***** Source passage

Most of Aria’s art work is tactile. She has a deep interest in materials, perhaps surprising to some given her extensive writing on digital culture. But her art practice is entwined with her writing: “I’ll often write a sentence to myself about an object’s existence. And that’s how I start to see things.” Aria’s objects, where the influence of minimalism is most visible, are compact and dense with meaning, combining 3D printing and cryogenic engraving with materials that evoke earthly materiality – bubbling hot tar, wax, clay, cotton, and wood.
In the Dead Zone series of works, a lone cotton branch encased in a glass bell jar stands upright as if preserved in amber. In this miniature world, the organic and industrial collide, illuminating the conceits of extraction and preservation, while reminding us that the plantation did not precede industrialism but was the site for its incubation. Aria embedded a signal jammer in the object, thus bringing new meaning to its title. We cannot call for help, we cannot post to Instagram, we simply must confront the strange flower of a peculiar institution. “Dead zone” also refers to what a cotton field signals for some of us, a zone of social and physical death, a place of withering amidst forced extraction and preservation.

**********

→ **Prompt 1**
Reproduce each of the entries that follow, line for line and without any change.

***** Extracted entries

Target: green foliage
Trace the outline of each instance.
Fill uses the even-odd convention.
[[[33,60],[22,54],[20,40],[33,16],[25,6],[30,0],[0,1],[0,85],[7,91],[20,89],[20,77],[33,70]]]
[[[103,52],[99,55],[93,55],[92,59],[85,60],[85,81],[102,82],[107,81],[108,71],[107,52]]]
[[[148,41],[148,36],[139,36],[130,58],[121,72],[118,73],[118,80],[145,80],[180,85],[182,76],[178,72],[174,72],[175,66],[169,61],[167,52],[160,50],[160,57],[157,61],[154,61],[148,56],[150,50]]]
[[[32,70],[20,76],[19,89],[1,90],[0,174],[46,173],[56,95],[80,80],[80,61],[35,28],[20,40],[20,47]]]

**********

→ **Prompt 2**
In the passage about Aria's art, what device did Aria embed in the Dead Zone object?

→ **Complete output 1**
Target: green foliage
Trace the outline of each instance.
Fill uses the even-odd convention.
[[[33,60],[22,54],[20,40],[33,16],[25,6],[30,0],[0,1],[0,85],[7,91],[20,89],[20,77],[33,70]]]
[[[103,52],[99,55],[93,55],[92,59],[85,60],[85,81],[102,82],[107,81],[108,71],[107,52]]]
[[[148,41],[148,36],[139,36],[130,58],[121,72],[118,73],[118,80],[145,80],[180,85],[182,76],[178,72],[174,72],[175,66],[169,61],[167,52],[160,50],[160,57],[157,61],[154,61],[148,56],[150,50]]]
[[[32,70],[20,76],[19,89],[1,90],[0,174],[46,173],[56,95],[80,80],[80,61],[35,28],[20,40],[20,47]]]

→ **Complete output 2**
A signal jammer.